> _Records to process_:
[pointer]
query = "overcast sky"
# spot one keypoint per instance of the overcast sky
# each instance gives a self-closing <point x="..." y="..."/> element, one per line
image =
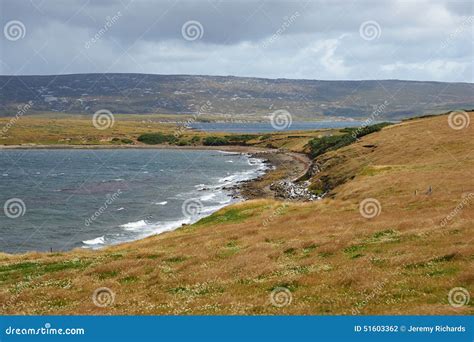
<point x="415" y="40"/>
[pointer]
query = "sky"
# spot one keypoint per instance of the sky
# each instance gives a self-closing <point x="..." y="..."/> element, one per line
<point x="426" y="40"/>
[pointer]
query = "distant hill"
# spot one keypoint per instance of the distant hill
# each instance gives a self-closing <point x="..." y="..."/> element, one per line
<point x="184" y="94"/>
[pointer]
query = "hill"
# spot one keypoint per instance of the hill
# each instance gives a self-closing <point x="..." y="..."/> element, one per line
<point x="249" y="97"/>
<point x="393" y="236"/>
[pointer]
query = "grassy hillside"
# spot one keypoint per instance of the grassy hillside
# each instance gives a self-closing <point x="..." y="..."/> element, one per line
<point x="237" y="97"/>
<point x="329" y="255"/>
<point x="127" y="129"/>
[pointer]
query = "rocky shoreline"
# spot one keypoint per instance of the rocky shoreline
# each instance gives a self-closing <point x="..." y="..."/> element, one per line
<point x="282" y="179"/>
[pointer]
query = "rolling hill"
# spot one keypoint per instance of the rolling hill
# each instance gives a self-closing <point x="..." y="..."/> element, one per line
<point x="251" y="97"/>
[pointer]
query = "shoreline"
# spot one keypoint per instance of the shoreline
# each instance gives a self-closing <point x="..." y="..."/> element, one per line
<point x="229" y="148"/>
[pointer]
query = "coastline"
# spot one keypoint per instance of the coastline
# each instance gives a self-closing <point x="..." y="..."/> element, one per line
<point x="279" y="166"/>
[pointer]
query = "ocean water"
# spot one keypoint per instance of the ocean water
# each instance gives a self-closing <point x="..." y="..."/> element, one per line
<point x="63" y="199"/>
<point x="265" y="127"/>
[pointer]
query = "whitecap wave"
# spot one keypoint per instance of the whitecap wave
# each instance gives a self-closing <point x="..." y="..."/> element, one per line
<point x="97" y="241"/>
<point x="134" y="225"/>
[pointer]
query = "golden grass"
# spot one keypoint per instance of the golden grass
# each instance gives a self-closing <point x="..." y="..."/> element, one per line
<point x="331" y="258"/>
<point x="76" y="130"/>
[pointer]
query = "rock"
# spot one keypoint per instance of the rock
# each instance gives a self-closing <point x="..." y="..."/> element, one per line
<point x="294" y="191"/>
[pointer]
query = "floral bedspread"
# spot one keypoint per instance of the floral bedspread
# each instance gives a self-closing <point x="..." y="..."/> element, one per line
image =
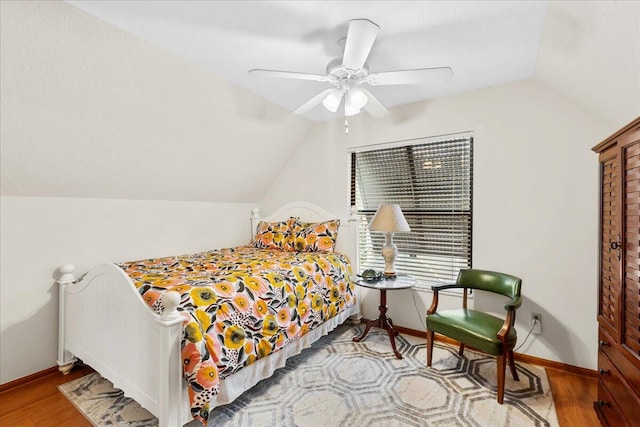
<point x="241" y="304"/>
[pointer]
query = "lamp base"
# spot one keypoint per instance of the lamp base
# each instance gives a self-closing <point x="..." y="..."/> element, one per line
<point x="389" y="252"/>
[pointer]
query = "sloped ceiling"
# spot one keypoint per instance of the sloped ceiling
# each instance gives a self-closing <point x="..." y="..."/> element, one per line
<point x="587" y="50"/>
<point x="90" y="111"/>
<point x="166" y="109"/>
<point x="486" y="43"/>
<point x="590" y="52"/>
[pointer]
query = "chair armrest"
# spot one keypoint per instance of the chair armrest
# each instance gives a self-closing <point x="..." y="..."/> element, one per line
<point x="436" y="288"/>
<point x="513" y="304"/>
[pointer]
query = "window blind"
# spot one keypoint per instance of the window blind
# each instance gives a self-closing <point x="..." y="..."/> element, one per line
<point x="432" y="183"/>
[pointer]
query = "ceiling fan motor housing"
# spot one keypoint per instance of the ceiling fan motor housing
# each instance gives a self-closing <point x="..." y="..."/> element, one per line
<point x="343" y="77"/>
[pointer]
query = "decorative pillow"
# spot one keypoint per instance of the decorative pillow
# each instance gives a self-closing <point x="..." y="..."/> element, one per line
<point x="272" y="235"/>
<point x="313" y="237"/>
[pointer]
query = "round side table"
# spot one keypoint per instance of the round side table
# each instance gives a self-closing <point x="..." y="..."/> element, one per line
<point x="383" y="322"/>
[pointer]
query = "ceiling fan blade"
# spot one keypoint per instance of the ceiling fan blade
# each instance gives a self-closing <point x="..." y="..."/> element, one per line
<point x="374" y="106"/>
<point x="360" y="37"/>
<point x="410" y="77"/>
<point x="289" y="75"/>
<point x="304" y="108"/>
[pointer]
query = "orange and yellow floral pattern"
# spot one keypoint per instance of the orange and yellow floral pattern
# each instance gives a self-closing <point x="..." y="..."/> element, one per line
<point x="314" y="237"/>
<point x="241" y="304"/>
<point x="273" y="235"/>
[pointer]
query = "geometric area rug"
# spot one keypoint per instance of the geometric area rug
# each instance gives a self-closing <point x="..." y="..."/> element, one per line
<point x="338" y="382"/>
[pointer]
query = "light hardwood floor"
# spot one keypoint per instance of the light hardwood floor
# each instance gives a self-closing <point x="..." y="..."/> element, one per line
<point x="39" y="403"/>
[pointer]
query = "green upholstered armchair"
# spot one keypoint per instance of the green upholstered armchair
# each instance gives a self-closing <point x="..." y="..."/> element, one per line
<point x="476" y="329"/>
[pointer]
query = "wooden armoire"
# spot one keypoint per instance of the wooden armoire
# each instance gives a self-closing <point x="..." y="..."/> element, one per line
<point x="618" y="402"/>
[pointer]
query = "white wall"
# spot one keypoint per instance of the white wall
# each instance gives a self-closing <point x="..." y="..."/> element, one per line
<point x="96" y="124"/>
<point x="535" y="201"/>
<point x="90" y="111"/>
<point x="40" y="234"/>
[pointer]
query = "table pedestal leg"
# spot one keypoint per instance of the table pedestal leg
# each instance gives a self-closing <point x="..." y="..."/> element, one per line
<point x="382" y="322"/>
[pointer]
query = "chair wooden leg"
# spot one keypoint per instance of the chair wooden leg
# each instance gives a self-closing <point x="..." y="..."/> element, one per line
<point x="512" y="366"/>
<point x="429" y="346"/>
<point x="500" y="369"/>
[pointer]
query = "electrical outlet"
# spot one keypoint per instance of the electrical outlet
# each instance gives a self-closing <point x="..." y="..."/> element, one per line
<point x="536" y="323"/>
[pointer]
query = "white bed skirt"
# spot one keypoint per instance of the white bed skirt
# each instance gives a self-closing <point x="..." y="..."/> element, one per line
<point x="236" y="384"/>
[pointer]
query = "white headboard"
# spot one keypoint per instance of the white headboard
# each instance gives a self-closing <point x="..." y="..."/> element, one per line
<point x="347" y="242"/>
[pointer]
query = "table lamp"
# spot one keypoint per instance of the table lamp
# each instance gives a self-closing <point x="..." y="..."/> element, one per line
<point x="389" y="219"/>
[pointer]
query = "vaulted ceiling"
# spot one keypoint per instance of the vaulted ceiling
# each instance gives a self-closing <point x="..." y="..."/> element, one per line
<point x="568" y="45"/>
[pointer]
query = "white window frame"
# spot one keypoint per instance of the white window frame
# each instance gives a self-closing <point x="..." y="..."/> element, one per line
<point x="372" y="259"/>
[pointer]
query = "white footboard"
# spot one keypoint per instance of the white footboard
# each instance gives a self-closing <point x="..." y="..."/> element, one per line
<point x="109" y="327"/>
<point x="105" y="323"/>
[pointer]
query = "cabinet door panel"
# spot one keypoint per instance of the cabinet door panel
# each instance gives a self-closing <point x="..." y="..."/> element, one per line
<point x="631" y="246"/>
<point x="609" y="305"/>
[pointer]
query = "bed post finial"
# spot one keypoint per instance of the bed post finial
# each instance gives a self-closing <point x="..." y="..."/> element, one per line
<point x="170" y="302"/>
<point x="67" y="276"/>
<point x="65" y="359"/>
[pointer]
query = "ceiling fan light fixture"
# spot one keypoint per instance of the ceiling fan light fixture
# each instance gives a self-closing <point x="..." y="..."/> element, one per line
<point x="349" y="108"/>
<point x="332" y="101"/>
<point x="357" y="97"/>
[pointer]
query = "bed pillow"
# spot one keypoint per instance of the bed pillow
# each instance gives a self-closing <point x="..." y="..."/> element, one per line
<point x="313" y="237"/>
<point x="273" y="235"/>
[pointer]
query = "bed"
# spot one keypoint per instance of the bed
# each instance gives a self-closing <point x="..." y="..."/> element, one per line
<point x="184" y="334"/>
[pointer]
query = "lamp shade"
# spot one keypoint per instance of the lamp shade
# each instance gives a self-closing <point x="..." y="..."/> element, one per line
<point x="389" y="219"/>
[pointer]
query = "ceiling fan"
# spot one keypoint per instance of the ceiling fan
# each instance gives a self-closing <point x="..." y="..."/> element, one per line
<point x="349" y="73"/>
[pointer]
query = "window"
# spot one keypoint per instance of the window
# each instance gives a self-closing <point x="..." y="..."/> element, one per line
<point x="431" y="180"/>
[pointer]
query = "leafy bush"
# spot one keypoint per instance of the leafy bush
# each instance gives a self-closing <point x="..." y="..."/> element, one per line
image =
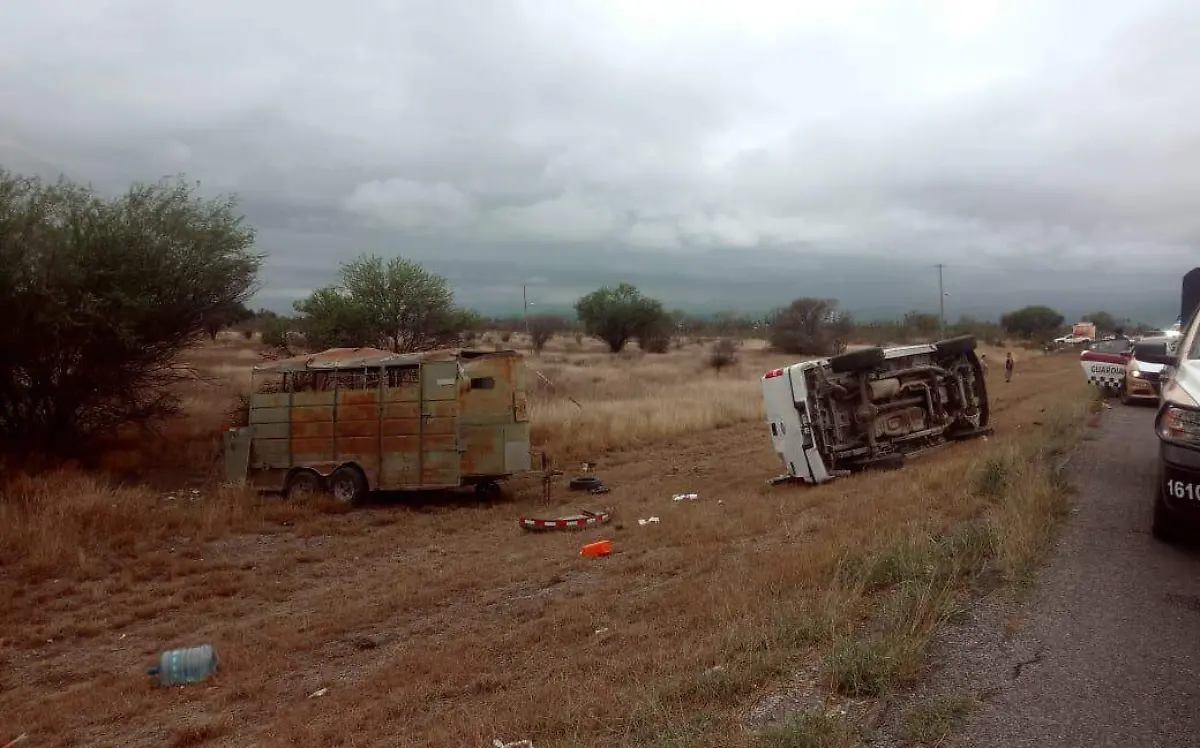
<point x="101" y="295"/>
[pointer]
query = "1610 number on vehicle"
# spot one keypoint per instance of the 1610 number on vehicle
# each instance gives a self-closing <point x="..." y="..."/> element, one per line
<point x="1182" y="489"/>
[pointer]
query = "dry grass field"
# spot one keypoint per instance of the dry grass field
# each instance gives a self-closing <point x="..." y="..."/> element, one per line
<point x="436" y="621"/>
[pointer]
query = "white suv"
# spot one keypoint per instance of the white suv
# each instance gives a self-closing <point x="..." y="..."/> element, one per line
<point x="1177" y="425"/>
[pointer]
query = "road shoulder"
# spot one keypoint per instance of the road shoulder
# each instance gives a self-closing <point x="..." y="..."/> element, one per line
<point x="1107" y="648"/>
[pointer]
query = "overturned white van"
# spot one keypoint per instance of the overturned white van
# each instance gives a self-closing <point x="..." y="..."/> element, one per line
<point x="874" y="407"/>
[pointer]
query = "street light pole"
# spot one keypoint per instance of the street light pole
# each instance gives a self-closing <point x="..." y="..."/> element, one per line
<point x="525" y="304"/>
<point x="941" y="301"/>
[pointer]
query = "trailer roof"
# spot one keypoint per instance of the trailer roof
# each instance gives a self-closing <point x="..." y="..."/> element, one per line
<point x="369" y="358"/>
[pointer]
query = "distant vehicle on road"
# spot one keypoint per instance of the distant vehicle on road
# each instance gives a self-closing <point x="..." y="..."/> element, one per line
<point x="1071" y="339"/>
<point x="874" y="407"/>
<point x="1177" y="424"/>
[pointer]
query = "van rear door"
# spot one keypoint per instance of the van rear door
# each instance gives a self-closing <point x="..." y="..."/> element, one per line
<point x="791" y="434"/>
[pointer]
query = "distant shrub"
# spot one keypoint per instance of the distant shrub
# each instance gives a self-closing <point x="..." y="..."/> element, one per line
<point x="724" y="354"/>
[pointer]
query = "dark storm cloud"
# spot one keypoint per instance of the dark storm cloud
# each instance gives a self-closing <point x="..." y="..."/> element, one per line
<point x="730" y="155"/>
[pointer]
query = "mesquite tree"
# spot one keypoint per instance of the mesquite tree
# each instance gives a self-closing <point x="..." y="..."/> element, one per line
<point x="99" y="298"/>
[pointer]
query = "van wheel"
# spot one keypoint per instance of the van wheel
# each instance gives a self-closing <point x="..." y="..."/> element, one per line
<point x="304" y="485"/>
<point x="348" y="485"/>
<point x="857" y="360"/>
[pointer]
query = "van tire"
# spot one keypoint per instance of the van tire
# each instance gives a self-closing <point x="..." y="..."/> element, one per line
<point x="348" y="485"/>
<point x="303" y="484"/>
<point x="857" y="360"/>
<point x="955" y="346"/>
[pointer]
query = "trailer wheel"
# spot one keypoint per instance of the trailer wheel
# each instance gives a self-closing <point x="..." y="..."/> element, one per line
<point x="348" y="485"/>
<point x="857" y="360"/>
<point x="955" y="346"/>
<point x="489" y="490"/>
<point x="303" y="485"/>
<point x="585" y="483"/>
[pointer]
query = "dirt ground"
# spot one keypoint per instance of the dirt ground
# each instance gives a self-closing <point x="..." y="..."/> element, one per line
<point x="437" y="621"/>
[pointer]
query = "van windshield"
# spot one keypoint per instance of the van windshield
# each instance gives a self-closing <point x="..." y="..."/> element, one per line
<point x="1113" y="346"/>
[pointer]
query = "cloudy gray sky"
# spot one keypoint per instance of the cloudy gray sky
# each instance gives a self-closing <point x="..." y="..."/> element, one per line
<point x="719" y="154"/>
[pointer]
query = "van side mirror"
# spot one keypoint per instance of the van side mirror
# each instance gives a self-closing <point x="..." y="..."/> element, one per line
<point x="1153" y="353"/>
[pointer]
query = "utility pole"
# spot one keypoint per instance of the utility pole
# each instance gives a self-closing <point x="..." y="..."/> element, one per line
<point x="941" y="301"/>
<point x="525" y="304"/>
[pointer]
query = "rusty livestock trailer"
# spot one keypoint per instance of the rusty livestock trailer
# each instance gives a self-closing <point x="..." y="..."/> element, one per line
<point x="353" y="420"/>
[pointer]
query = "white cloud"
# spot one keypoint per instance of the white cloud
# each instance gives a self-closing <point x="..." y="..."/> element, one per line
<point x="408" y="204"/>
<point x="972" y="131"/>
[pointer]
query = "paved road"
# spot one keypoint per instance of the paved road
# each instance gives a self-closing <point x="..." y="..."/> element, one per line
<point x="1113" y="638"/>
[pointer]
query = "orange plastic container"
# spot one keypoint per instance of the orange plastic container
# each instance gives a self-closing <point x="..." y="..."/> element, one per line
<point x="598" y="549"/>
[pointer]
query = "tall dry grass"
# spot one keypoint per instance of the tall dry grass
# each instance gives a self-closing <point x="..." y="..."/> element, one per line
<point x="439" y="622"/>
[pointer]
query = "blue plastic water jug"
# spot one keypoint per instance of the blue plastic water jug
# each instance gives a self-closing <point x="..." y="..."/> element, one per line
<point x="190" y="665"/>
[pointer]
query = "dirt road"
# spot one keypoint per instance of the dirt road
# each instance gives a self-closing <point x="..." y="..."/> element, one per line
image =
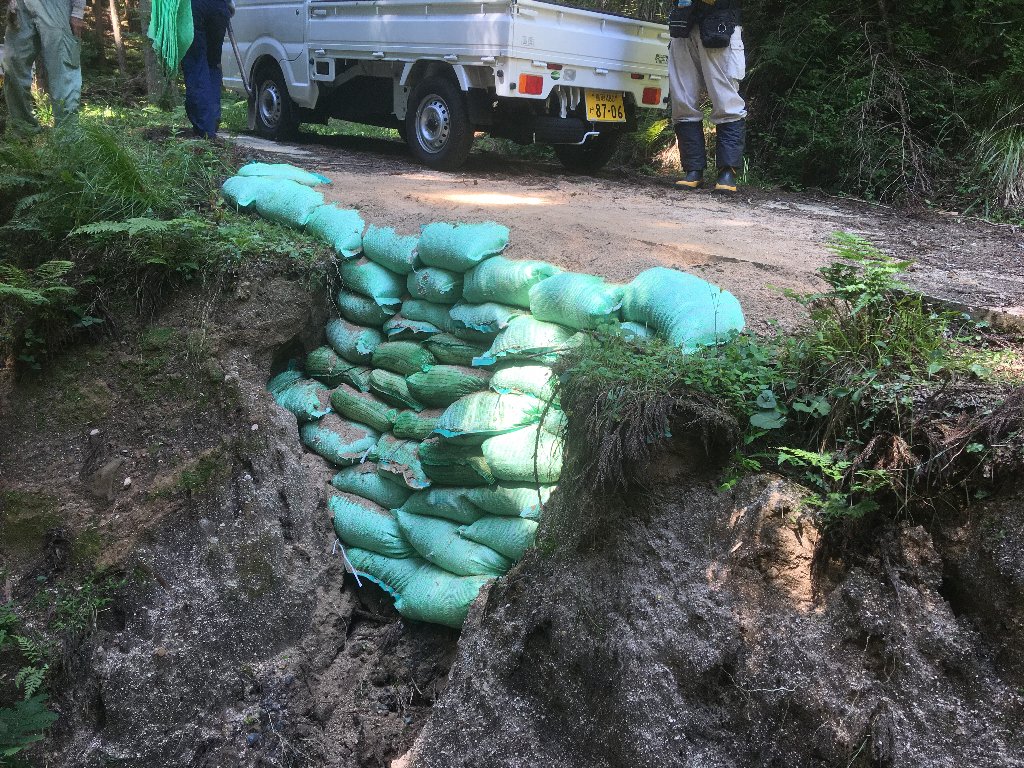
<point x="615" y="225"/>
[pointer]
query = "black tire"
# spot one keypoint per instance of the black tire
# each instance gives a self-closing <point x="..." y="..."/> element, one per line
<point x="437" y="127"/>
<point x="589" y="157"/>
<point x="276" y="115"/>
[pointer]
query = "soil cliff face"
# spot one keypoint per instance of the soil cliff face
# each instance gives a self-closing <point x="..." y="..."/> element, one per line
<point x="698" y="635"/>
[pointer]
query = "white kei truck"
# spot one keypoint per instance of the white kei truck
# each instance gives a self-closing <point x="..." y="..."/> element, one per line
<point x="438" y="71"/>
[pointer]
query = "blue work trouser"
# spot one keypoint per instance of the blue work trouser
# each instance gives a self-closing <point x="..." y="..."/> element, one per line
<point x="201" y="66"/>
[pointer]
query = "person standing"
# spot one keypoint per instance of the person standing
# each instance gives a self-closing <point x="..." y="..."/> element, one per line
<point x="706" y="54"/>
<point x="46" y="31"/>
<point x="201" y="65"/>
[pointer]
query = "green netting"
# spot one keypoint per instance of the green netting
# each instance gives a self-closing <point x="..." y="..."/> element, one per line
<point x="529" y="455"/>
<point x="363" y="408"/>
<point x="413" y="426"/>
<point x="364" y="481"/>
<point x="422" y="591"/>
<point x="439" y="386"/>
<point x="488" y="317"/>
<point x="435" y="285"/>
<point x="339" y="440"/>
<point x="580" y="301"/>
<point x="511" y="500"/>
<point x="446" y="464"/>
<point x="284" y="170"/>
<point x="354" y="343"/>
<point x="508" y="536"/>
<point x="370" y="279"/>
<point x="306" y="398"/>
<point x="505" y="281"/>
<point x="539" y="381"/>
<point x="363" y="310"/>
<point x="437" y="541"/>
<point x="452" y="350"/>
<point x="482" y="415"/>
<point x="361" y="523"/>
<point x="689" y="312"/>
<point x="448" y="503"/>
<point x="530" y="339"/>
<point x="392" y="388"/>
<point x="396" y="252"/>
<point x="461" y="247"/>
<point x="402" y="357"/>
<point x="341" y="228"/>
<point x="398" y="461"/>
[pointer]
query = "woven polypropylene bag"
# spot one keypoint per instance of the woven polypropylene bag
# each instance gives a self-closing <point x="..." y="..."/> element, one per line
<point x="505" y="281"/>
<point x="461" y="247"/>
<point x="433" y="284"/>
<point x="685" y="310"/>
<point x="437" y="541"/>
<point x="361" y="523"/>
<point x="339" y="440"/>
<point x="390" y="250"/>
<point x="580" y="301"/>
<point x="354" y="343"/>
<point x="364" y="481"/>
<point x="373" y="281"/>
<point x="341" y="228"/>
<point x="439" y="386"/>
<point x="529" y="455"/>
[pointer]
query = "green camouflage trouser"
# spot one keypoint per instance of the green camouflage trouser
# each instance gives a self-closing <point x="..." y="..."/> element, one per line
<point x="41" y="32"/>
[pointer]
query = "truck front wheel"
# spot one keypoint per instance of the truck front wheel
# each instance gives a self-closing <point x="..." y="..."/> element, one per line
<point x="589" y="157"/>
<point x="437" y="127"/>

> _Given task_:
Locate every line in the records above that contains the string "armchair" and copy each of those lines. Matching is case-sensitive.

> _Task response_:
query = "green upholstered armchair"
# spot one keypoint per instance of the green upholstered armchair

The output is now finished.